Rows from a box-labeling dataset
** begin **
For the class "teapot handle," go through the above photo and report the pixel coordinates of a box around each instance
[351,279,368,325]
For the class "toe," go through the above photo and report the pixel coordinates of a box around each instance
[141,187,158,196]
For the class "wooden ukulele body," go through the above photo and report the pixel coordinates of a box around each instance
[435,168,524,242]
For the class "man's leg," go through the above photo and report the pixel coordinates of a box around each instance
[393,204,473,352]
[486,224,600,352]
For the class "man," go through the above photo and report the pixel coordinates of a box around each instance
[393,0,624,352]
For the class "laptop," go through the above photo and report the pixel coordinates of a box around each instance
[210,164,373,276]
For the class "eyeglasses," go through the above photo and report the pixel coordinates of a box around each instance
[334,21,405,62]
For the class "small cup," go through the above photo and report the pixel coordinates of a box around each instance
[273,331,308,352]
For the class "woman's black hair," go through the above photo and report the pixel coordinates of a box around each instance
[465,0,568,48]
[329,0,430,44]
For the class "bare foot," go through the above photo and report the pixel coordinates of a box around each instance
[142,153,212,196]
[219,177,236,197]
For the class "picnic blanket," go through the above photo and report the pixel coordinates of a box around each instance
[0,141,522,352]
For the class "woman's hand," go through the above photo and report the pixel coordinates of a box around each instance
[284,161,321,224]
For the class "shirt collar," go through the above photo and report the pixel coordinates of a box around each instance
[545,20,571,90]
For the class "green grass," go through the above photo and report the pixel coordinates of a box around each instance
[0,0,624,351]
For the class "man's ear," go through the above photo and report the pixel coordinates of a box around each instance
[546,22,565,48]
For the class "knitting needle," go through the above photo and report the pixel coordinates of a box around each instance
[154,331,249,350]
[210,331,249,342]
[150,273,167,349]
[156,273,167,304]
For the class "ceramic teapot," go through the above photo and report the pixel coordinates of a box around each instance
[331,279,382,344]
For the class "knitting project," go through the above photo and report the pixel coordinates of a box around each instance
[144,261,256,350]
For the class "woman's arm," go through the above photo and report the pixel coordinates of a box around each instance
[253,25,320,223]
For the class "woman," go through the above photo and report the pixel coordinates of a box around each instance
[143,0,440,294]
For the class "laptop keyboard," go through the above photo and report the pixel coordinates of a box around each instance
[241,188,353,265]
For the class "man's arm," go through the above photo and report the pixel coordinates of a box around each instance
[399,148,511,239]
** end **
§ WORK TO COMPLETE
Locate every line in the items above that contains the string "laptop", matching case, and copy each of those lines.

§ TASK SOLUTION
For the class "laptop," go through the above photo and report the pixel coordinates of a box around each instance
For the class "laptop keyboard," go through the above photo and report the pixel coordinates of a box around each instance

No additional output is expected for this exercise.